# Douchette USB ne fonctionne pas



## MarieCharlotte (7 Mai 2016)

Bonjour,
Je me permets de vous demander votre aide. J'ai acheté un douchette USB (sans marque mais indiqué compatible avec iOS).
Lorsque je le branche, elle émet un bip et s'éclaire. Mais lorsque la fenêtre concernant la gestion clavier s'ouvre, cela m'indique que le clavier ne peut être identifié. Du coup la douchette ne semble pas scanner, pas de bip lorsque je vise un code barre, aucune réaction niveau voyant non plus.
La notice comprend toute une série de code, je n'en trouve aucun intitulé Mac ou quelque chose comme ça.
Si quelqu'un a un conseil à me donner, ou a déjà rencontré ce problème.
Merci de vos réponses


----------



## Jura39 (8 Mai 2016)

Bonjour,

Que voulez vous lire avec votre douchette?


----------



## Locke (8 Mai 2016)

MarieCharlotte a dit:


> Je me permets de vous demander votre aide. J'ai acheté un douchette USB (sans marque mais indiqué compatible avec iOS)


Quelque chose de ce genre là... https://www.amazon.fr/Douchette-USB-Informatique/s?ie=UTF8&page=1&rh=n:340858031,kouchette USB ... ? Mais surement pas pour iOS.

Il serait intéressant d'en dire plus, ou tu l'as acheté où, ça sert à quoi, ta version d'OS X en cours, etc. Nous pas avoir de boule de cristal.


----------



## Bigdidou (8 Mai 2016)

Elle est branchée sur quel appareil, cette douchette ?
Vous parlez d'iOS, mais vous postez dans une section consacrée aux Macs...

Objectif: Recopiez le passage de l'extrait sur la douchette USB en commençant par « ## MarieCharlotte (7 » et en poursuivant jusqu'à « chose comme ça. ». Changez-y « clavier » en « périphérique ».

(Items de placement des points)
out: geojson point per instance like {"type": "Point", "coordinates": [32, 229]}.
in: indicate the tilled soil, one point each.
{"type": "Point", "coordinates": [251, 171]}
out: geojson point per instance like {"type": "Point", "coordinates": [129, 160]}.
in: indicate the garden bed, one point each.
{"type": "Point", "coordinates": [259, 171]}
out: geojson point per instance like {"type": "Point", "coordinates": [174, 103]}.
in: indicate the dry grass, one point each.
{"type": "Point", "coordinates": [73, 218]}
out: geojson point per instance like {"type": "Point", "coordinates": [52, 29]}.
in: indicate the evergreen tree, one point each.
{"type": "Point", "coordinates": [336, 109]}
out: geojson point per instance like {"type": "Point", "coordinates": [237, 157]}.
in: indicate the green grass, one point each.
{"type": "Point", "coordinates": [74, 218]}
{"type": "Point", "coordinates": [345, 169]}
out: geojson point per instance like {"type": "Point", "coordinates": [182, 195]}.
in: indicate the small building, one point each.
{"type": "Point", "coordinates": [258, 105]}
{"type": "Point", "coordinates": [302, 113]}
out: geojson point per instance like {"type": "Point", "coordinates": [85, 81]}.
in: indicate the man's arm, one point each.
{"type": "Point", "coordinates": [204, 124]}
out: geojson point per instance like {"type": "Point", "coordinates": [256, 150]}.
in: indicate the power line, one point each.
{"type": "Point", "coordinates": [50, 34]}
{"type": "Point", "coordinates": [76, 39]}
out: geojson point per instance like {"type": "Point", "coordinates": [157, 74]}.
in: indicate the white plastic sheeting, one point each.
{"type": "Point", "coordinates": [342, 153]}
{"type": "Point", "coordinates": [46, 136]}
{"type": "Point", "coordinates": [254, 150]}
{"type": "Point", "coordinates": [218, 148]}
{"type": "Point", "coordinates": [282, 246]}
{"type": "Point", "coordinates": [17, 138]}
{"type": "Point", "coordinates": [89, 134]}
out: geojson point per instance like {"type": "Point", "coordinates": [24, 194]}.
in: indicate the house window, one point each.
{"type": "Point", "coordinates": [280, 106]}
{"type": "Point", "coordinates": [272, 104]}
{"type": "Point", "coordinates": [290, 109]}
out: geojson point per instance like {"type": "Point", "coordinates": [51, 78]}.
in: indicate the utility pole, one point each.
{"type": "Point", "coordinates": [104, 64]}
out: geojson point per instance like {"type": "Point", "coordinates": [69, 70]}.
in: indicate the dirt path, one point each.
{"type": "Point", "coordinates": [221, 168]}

Résultat:
## MarieCharlotte (7 Mai 2016)

Bonjour,
Je me permets de vous demander votre aide. J'ai acheté un douchette USB (sans marque mais indiqué compatible avec iOS).
Lorsque je le branche, elle émet un bip et s'éclaire. Mais lorsque la fenêtre concernant la gestion périphérique s'ouvre, cela m'indique que le périphérique ne peut être identifié. Du coup la douchette ne semble pas scanner, pas de bip lorsque je vise un code barre, aucune réaction niveau voyant non plus.
La notice comprend toute une série de code, je n'en trouve aucun intitulé Mac ou quelque chose comme ça.